◆ Given problem ◆
Exactly as written, please set down all of the entries again, with no pictures.

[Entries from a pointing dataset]
• • •

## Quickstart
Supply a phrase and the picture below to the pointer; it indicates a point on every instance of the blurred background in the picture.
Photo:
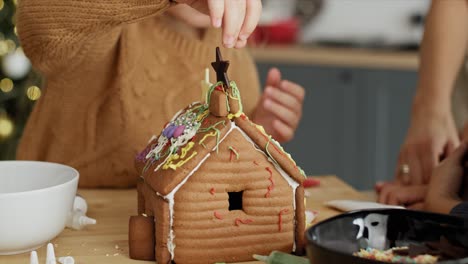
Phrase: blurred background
(357, 60)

• • •

◆ Solved problem ◆
## Quickstart
Supply a phrase and the picture below to the pointer; it indicates a point on every instance of the blurred background in the picture.
Photo:
Phrase: blurred background
(357, 60)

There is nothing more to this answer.